作業指示: 以下の文書抜粋について、次の各記述が本文と合っているかを「はい」か「いいえ」で答え、判断の決め手となる本文の語句をそのまま引用すること。(a) 『二都物語・上』の訳者は中野好夫である。(b) マネット老人がバスティーユに幽閉されていたのは20年である。(c) 評者は初めて読んだとき、結末のシドニー・カートンの選択に驚かなかった。

文書抜粋:
☆ ☆ ☆ ☆ ☆

二都物語・上
二都物語
A Tale of Two Cities

【著者】 チャールズ・ディケンズ
【訳者】 中野好夫
【出版】 新潮社 1991年
【価格】 514円
【形態】 338P 16cm
【ISBN】 4-10-203003-4
【あらすじ】
 フランス貴族の子でありながらその暴政を嫌い、家名を捨てて渡英したチャールズ・
 ダーニー、人生に絶望した放蕩無頼の弁護士シドニー・カートンの二人は、罪なくし
 てバスティーユに18年の幽閉生活を送ったマネット老人の娘ルーシーに思いを寄せる。
 折りしもフランスでは、大革命の日が間近に迫っていた。
 

【一言】
 ディケンズの小説は読みやすいと思うのですが、この本は読みやすいというだけでは
 なく、フランス革命へと向かっていく怒涛のようなエネルギーに引き込まれてしまい
 ます。物語の最初から、民衆の不満はどんどん膨らんでいって物語はフランス革命へ
 と向かっていく様子は、大河の流れに呑まれたようです。そしてフランス革命が起こっ
 てからの狂気は、あり地獄のようで、とにかく一刻も早く逃れたいとばかり思います。
 (前の)イラクとか北朝鮮とか、人権侵害が国によって行われているような国では、他
 の国がとやかく言わなくても、民衆の力はすごいわけだから、遅かれ早かれその国は
 民衆によって改革されるのだろうと、この本を読むと思います。
 ただ、この頃のフランスと現在の国との違いは、思想統制じゃないかと思います。
 人々が自由にものを考え、「二都物語」を読んだなら、人民革命が起こらないはずが
 ない。それが起こらないのは、思想統制によって、自由な考えを奪われているからな
 のだと思いました。
 実際、フランス革命はだんだん残虐行為になっていって、正義もなかったとこの中で
 は描かれています。実際人民革命が起こって、人々が暴徒になる可能性は大きいと思
 うので一番平和的な解決策とはいえないかもしれません。
 初めて読んだ時、結末のシドニー・カートンの選択はとても驚きました。最初は一種
 自殺なのかと思ったりもしました。けれど、何度か読むうちに、彼のルーシーに対す
 る思いや、彼の中にある美徳が見えるようになってきて、その決断に深い感銘を受け
 ました。単なる犠牲ではないし、単なる愛情の表現ではない、何か奥深くて崇高なも
 のを感じました。







レ・ミゼラブル1巻
レ・ミゼラブル
Les Miserables

【著者】 ヴィクトル・ユゴー
【訳者】 佐藤朔
【出版】 新潮社
【価格】 629円
【形態】 475P 16cm
【ISBN】 4-10-211701-6
【あらすじ】
 わずか一片のパンを盗んだために、19年間の監獄生活を送ることになった男、ジャン
 ・ヴァルジャンの物語。

☆ ☆ ☆ ☆ ☆

記録情報:
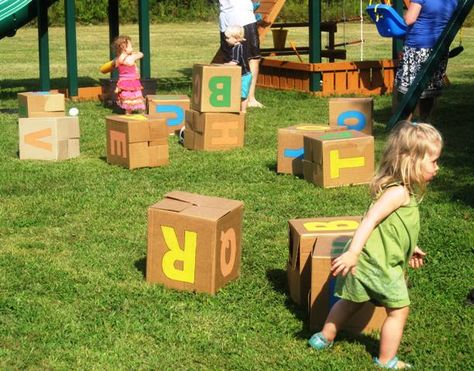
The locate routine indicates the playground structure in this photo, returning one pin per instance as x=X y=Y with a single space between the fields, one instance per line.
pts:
x=14 y=14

☆ ☆ ☆ ☆ ☆

作業結果:
(a) はい:「【訳者】 中野好夫」
(b) いいえ:「バスティーユに18年の幽閉生活を送った」
(c) いいえ:「結末のシドニー・カートンの選択はとても驚きました」